• HOW TO COMPLETE THIS TASK:
Print all of the records below again without a single difference.

• Extracted data entries:
· · · · · · ·

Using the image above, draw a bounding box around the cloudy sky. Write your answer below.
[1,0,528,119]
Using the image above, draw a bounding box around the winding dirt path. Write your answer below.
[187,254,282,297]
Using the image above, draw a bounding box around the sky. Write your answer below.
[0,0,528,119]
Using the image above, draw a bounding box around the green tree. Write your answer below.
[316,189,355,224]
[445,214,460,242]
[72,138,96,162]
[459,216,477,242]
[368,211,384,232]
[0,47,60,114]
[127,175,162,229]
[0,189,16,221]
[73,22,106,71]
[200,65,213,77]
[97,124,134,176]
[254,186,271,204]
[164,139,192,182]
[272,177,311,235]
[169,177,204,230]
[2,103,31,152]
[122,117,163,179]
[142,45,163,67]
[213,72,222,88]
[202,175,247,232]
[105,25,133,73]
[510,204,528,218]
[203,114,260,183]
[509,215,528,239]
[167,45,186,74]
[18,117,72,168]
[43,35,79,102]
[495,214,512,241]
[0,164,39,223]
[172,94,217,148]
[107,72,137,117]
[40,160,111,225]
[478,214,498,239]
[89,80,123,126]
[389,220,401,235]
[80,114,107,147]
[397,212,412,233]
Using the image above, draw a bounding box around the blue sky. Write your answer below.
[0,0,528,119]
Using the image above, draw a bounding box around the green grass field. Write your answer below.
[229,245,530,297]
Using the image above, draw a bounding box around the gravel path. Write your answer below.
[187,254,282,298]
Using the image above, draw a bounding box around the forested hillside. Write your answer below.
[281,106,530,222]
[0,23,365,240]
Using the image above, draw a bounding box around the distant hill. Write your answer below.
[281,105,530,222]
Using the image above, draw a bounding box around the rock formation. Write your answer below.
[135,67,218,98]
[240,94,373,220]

· · · · · · ·

• RESULT OF THIS EXERCISE:
Using the image above, draw a bounding box around the cloudy sky. Write your answer below.
[1,0,528,119]
Using the image above, draw a bounding box around the winding dirt path. Write your answer below.
[187,254,282,297]
Using the image above, draw a bounding box around the sky. Write your answer below.
[0,0,528,119]
Using the image above, draw a bounding box around the green tree. Write your answer below.
[316,189,355,224]
[445,214,460,242]
[72,138,96,162]
[459,216,477,242]
[368,211,384,232]
[0,47,60,114]
[127,175,162,229]
[0,189,16,221]
[73,22,106,71]
[200,65,213,77]
[97,124,134,176]
[254,186,271,204]
[164,139,192,182]
[272,177,311,235]
[169,177,204,230]
[2,103,31,152]
[122,117,163,179]
[142,45,163,67]
[213,72,222,88]
[202,175,247,232]
[105,25,133,73]
[510,204,528,218]
[203,114,260,183]
[509,215,528,239]
[167,45,186,74]
[18,117,72,168]
[43,35,79,102]
[495,214,512,241]
[0,164,39,223]
[172,94,217,148]
[107,72,137,117]
[40,160,111,225]
[478,214,498,239]
[89,80,123,126]
[389,220,401,235]
[80,114,107,147]
[397,212,412,233]
Using the image above, draw a bounding box around the blue sky. Write your answer below.
[0,0,528,119]
Using the image above, draw a bounding box around the green grass field. Write your answer below.
[229,245,530,297]
Using the image above, draw a bounding box around the gravel path. Write your answer below.
[187,254,282,298]
Using the image above, draw a bounding box around the forested hillside. Write your answer below.
[281,106,530,222]
[0,23,365,240]
Using the image above, draw a bounding box around the distant hill. Write your answer below.
[281,105,530,222]
Using the image above, draw a bounding box around the rock formation. Write your answer below.
[135,67,218,98]
[240,94,373,220]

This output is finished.